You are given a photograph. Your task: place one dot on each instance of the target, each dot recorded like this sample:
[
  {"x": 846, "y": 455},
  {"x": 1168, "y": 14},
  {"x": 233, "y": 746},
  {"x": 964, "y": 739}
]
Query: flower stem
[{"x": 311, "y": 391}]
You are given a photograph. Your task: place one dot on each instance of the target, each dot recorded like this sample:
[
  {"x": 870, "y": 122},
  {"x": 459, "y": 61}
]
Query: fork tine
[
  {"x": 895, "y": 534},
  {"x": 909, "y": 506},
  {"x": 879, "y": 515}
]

* * *

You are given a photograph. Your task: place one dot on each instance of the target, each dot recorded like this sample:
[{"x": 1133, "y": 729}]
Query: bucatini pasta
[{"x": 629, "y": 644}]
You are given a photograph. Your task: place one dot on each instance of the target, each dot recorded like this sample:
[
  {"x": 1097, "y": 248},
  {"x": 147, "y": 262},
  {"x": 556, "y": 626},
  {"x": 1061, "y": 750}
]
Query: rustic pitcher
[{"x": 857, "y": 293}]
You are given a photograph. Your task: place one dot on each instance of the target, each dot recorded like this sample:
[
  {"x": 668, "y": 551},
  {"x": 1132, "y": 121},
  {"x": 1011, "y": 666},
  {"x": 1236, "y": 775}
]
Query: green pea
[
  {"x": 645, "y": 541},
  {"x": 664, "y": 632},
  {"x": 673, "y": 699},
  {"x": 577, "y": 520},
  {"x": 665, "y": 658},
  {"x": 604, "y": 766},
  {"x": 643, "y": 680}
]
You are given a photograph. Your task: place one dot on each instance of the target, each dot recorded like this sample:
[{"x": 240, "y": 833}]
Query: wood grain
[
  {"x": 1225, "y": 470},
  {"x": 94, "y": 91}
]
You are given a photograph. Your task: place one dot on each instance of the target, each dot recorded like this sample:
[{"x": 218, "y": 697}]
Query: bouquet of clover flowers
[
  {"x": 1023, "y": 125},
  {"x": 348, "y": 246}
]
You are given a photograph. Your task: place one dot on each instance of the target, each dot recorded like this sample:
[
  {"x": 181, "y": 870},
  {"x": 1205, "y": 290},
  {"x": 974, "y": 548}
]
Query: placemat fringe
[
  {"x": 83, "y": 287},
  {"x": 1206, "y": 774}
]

==

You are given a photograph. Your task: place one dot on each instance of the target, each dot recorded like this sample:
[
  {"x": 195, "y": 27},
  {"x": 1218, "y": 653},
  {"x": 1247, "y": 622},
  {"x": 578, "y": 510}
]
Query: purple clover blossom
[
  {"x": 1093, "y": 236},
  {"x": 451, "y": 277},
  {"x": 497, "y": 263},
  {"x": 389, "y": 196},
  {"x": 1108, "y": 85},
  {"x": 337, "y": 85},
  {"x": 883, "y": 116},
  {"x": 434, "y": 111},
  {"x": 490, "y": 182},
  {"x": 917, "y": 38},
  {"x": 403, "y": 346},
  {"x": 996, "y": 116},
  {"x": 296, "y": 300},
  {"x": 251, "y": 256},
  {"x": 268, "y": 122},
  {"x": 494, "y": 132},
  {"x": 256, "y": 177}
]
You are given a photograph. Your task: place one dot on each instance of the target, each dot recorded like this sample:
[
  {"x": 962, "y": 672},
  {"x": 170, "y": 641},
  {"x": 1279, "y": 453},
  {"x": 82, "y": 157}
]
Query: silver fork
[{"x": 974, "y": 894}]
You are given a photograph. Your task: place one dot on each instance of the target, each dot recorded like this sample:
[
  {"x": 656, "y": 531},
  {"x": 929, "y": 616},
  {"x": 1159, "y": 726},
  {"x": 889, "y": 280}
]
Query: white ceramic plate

§ What to do
Determine how many lines of the records above contain the string "clover", treating uppercase and lowercase letters as distinct. Give only the number.

§ Response for this exercise
2